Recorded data
---

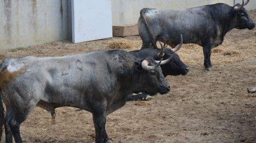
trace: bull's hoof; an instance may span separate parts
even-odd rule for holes
[[[147,96],[145,98],[143,98],[141,99],[141,100],[148,100],[152,99],[152,97],[151,97],[151,96],[147,95]]]
[[[113,141],[112,141],[112,140],[108,137],[108,139],[107,141],[104,142],[104,143],[113,143]]]

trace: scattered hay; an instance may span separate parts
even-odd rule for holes
[[[213,50],[212,50],[212,52],[213,53],[219,53],[223,52],[223,50],[222,49],[213,49]]]
[[[136,103],[135,103],[135,105],[136,105],[136,106],[148,106],[148,104],[145,103],[145,102],[136,102]]]

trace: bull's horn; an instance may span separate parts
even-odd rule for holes
[[[155,70],[155,69],[156,69],[160,65],[161,62],[162,62],[162,58],[161,58],[160,61],[157,63],[157,64],[153,65],[153,66],[149,66],[148,64],[149,64],[149,62],[146,60],[143,60],[143,61],[141,62],[141,66],[142,68],[145,70]]]
[[[241,6],[240,7],[235,6],[235,7],[234,7],[234,10],[236,11],[240,11],[241,10],[242,10],[242,9],[243,9],[244,4],[245,3],[243,3],[243,3],[242,3],[242,6]]]
[[[172,56],[170,56],[169,58],[168,58],[168,59],[166,59],[166,60],[165,60],[162,61],[161,62],[160,65],[164,65],[164,64],[166,64],[167,62],[169,62],[169,61],[173,58],[174,54],[175,54],[175,53],[173,53],[173,54],[172,55]],[[156,61],[156,63],[159,63],[159,62],[160,62],[160,61]]]
[[[250,1],[250,0],[247,0],[247,1],[245,3],[244,6],[246,6],[248,3],[248,2],[249,2],[249,1]]]
[[[177,47],[175,47],[173,49],[172,49],[172,51],[173,51],[173,52],[176,52],[177,51],[178,51],[178,50],[179,50],[180,49],[180,48],[181,47],[181,46],[182,45],[182,43],[183,43],[183,39],[182,39],[182,35],[181,35],[181,34],[180,35],[180,44],[178,44],[178,46]]]
[[[162,46],[162,44],[161,44],[161,42],[159,41],[159,43],[160,43],[160,45],[161,45],[161,52],[157,54],[157,57],[162,57],[164,55],[164,47]]]

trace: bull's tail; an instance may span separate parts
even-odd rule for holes
[[[0,141],[2,139],[2,133],[3,133],[3,125],[5,123],[5,110],[3,109],[3,103],[1,96],[0,96]]]
[[[7,67],[8,65],[8,59],[5,59],[0,65],[0,77],[1,72],[3,70],[4,68]],[[2,80],[0,79],[0,92],[1,91],[1,83]],[[3,109],[3,102],[2,101],[1,94],[0,94],[0,142],[2,139],[2,134],[3,133],[3,125],[5,123],[5,110]]]
[[[140,16],[141,17],[141,20],[143,20],[144,24],[146,26],[146,27],[147,27],[147,29],[148,29],[148,32],[149,32],[151,39],[151,43],[152,43],[152,45],[153,45],[153,48],[156,49],[158,50],[161,50],[161,49],[159,49],[159,48],[157,48],[157,46],[156,45],[156,40],[153,37],[152,32],[151,32],[151,30],[150,30],[149,27],[148,26],[148,22],[147,22],[146,18],[145,18],[144,14],[145,14],[145,12],[147,12],[147,9],[144,8],[144,9],[142,9],[141,10],[140,10]]]

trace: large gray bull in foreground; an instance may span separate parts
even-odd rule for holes
[[[184,10],[143,9],[138,21],[141,49],[153,47],[164,37],[174,47],[182,34],[183,43],[194,43],[203,47],[204,66],[210,70],[211,49],[221,44],[226,33],[233,28],[251,30],[255,24],[243,6],[231,7],[217,3]],[[152,36],[151,35],[152,35]]]
[[[118,50],[5,59],[0,66],[0,100],[6,106],[6,142],[13,141],[13,136],[16,142],[22,142],[21,124],[36,105],[53,117],[55,109],[63,106],[91,112],[96,142],[111,142],[105,130],[105,116],[123,106],[128,95],[139,89],[161,94],[169,91],[158,67],[165,62],[168,61],[138,58]],[[2,129],[4,113],[2,102],[0,105]]]

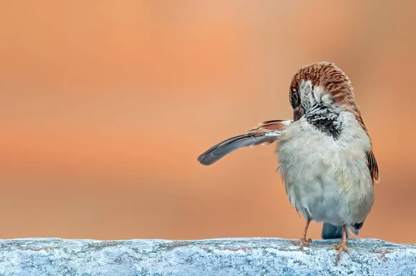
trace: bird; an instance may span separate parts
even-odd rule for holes
[[[352,83],[334,63],[315,62],[300,68],[289,87],[293,119],[261,123],[223,141],[198,157],[211,165],[242,147],[277,142],[275,153],[291,204],[306,219],[299,241],[303,251],[311,221],[322,222],[323,239],[340,238],[331,247],[349,254],[347,237],[363,227],[380,180],[372,143]]]

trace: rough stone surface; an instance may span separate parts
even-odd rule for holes
[[[416,275],[416,245],[350,239],[304,252],[281,239],[0,241],[0,275]]]

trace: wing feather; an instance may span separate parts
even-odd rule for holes
[[[204,166],[211,165],[234,150],[246,146],[273,143],[291,120],[266,121],[247,132],[234,136],[209,148],[198,157]]]

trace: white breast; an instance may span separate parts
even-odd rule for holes
[[[277,149],[291,203],[305,218],[335,225],[363,222],[374,202],[370,139],[351,113],[339,118],[338,139],[302,118],[282,132]]]

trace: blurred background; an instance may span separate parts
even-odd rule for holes
[[[352,80],[381,180],[360,237],[415,243],[413,1],[0,3],[0,239],[298,239],[274,146],[293,74]],[[321,225],[309,228],[320,239]]]

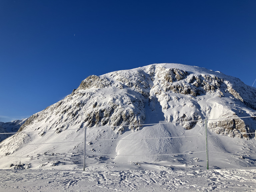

---

Reproduce every entry above word for word, and leave out the pictures.

Solution:
trace: bull's hoof; an instance may span separate parts
even-odd rule for holes
[[[147,96],[145,98],[143,98],[141,99],[141,100],[148,100],[152,99],[152,97],[151,97],[151,96],[147,95]]]
[[[113,141],[112,141],[112,140],[108,137],[108,139],[107,141],[104,142],[104,143],[113,143]]]

trace: scattered hay; an instance may span separate parts
even-odd rule for holes
[[[213,50],[212,50],[212,52],[213,53],[219,53],[223,52],[223,50],[222,49],[213,49]]]
[[[136,103],[135,103],[135,105],[136,105],[136,106],[148,106],[148,104],[145,103],[145,102],[136,102]]]

trace: bull's horn; an instance may span separate parts
even-odd rule for holes
[[[155,70],[155,69],[156,69],[160,65],[161,62],[162,62],[162,58],[161,58],[160,61],[157,63],[157,64],[153,65],[153,66],[149,66],[148,64],[149,64],[149,62],[146,60],[143,60],[143,61],[141,62],[141,66],[142,68],[145,70]]]
[[[241,6],[240,7],[235,6],[235,7],[234,7],[234,10],[236,11],[240,11],[241,10],[242,10],[242,9],[243,9],[244,4],[245,3],[243,3],[243,3],[242,3],[242,6]]]
[[[172,56],[170,56],[169,58],[168,58],[168,59],[166,59],[166,60],[165,60],[162,61],[161,62],[160,65],[164,65],[164,64],[166,64],[167,62],[169,62],[169,61],[173,58],[174,54],[175,54],[175,53],[173,53],[173,54],[172,55]],[[156,61],[156,63],[159,63],[159,62],[160,62],[160,61]]]
[[[250,1],[250,0],[247,0],[247,1],[245,3],[244,6],[246,6],[248,3],[248,2],[249,2],[249,1]]]
[[[177,47],[175,47],[173,49],[172,49],[172,51],[173,51],[173,52],[176,52],[177,51],[178,51],[178,50],[179,50],[180,49],[180,48],[181,47],[181,46],[182,45],[182,43],[183,43],[183,39],[182,39],[182,35],[181,35],[181,34],[180,35],[180,44],[178,44],[178,46]]]
[[[162,46],[162,44],[161,44],[161,42],[159,41],[159,43],[160,43],[160,45],[161,45],[161,52],[157,54],[157,57],[162,57],[164,55],[164,47]]]

trace: bull's tail; an instance may span separate parts
even-odd rule for holes
[[[0,141],[2,139],[2,133],[3,133],[3,125],[5,123],[5,110],[3,109],[3,103],[1,96],[0,96]]]
[[[7,67],[8,65],[8,59],[5,59],[0,65],[0,77],[1,72],[3,70],[4,68]],[[2,80],[0,79],[0,92],[1,91],[1,83]],[[3,109],[3,102],[2,101],[1,94],[0,94],[0,142],[2,139],[2,134],[3,133],[3,125],[5,123],[5,110]]]
[[[140,16],[141,17],[141,20],[143,20],[144,24],[146,26],[146,27],[147,27],[147,29],[148,29],[148,32],[149,32],[151,39],[151,43],[152,43],[152,45],[153,45],[153,48],[156,49],[158,50],[161,50],[161,49],[159,49],[159,48],[157,48],[157,46],[156,45],[156,40],[153,37],[152,32],[151,32],[151,30],[150,30],[149,27],[148,26],[148,22],[147,22],[146,18],[145,18],[144,14],[145,14],[145,12],[147,12],[147,9],[144,8],[144,9],[142,9],[141,10],[140,10]]]

trace: large gray bull in foreground; an instance may span separate parts
even-odd rule for holes
[[[184,10],[143,9],[138,21],[141,49],[153,47],[164,37],[174,47],[182,34],[183,43],[194,43],[203,47],[204,66],[210,70],[211,49],[221,44],[226,33],[233,28],[251,30],[255,24],[243,6],[231,7],[217,3]],[[152,36],[151,35],[152,35]]]
[[[118,50],[5,59],[0,66],[0,100],[6,106],[6,142],[13,141],[13,136],[16,142],[22,142],[21,124],[36,105],[53,117],[55,109],[63,106],[91,112],[96,142],[111,142],[105,130],[105,116],[123,106],[128,95],[139,89],[161,94],[169,91],[158,67],[165,62],[168,61],[138,58]],[[2,129],[4,113],[2,102],[0,105]]]

trace: bird; an instance may span separate parts
even-odd rule for holes
[[[352,83],[334,63],[315,62],[300,68],[289,87],[293,119],[261,123],[223,141],[198,157],[211,165],[242,147],[277,142],[275,153],[291,204],[306,219],[299,241],[303,251],[311,221],[322,222],[323,239],[340,238],[331,247],[349,254],[347,237],[363,227],[380,180],[372,143]]]

trace: rough stone surface; an instance may span separate parts
even-odd rule for holes
[[[416,275],[416,245],[350,239],[304,252],[281,239],[0,241],[0,275]]]

trace: wing feather; an instance may span separate parts
even-odd rule for holes
[[[204,166],[211,165],[234,150],[246,146],[273,143],[291,120],[266,121],[247,132],[234,136],[209,148],[198,157]]]

trace: white breast; an instance may span separate parts
even-odd rule for holes
[[[277,149],[291,203],[305,218],[335,225],[363,222],[374,202],[370,139],[351,113],[339,118],[338,139],[302,118],[282,132]]]

trace: blurred background; an instance may span separate parts
even-odd rule for holes
[[[352,80],[381,180],[360,237],[415,243],[413,1],[0,3],[0,239],[298,239],[274,146],[293,74]],[[321,225],[309,228],[320,239]]]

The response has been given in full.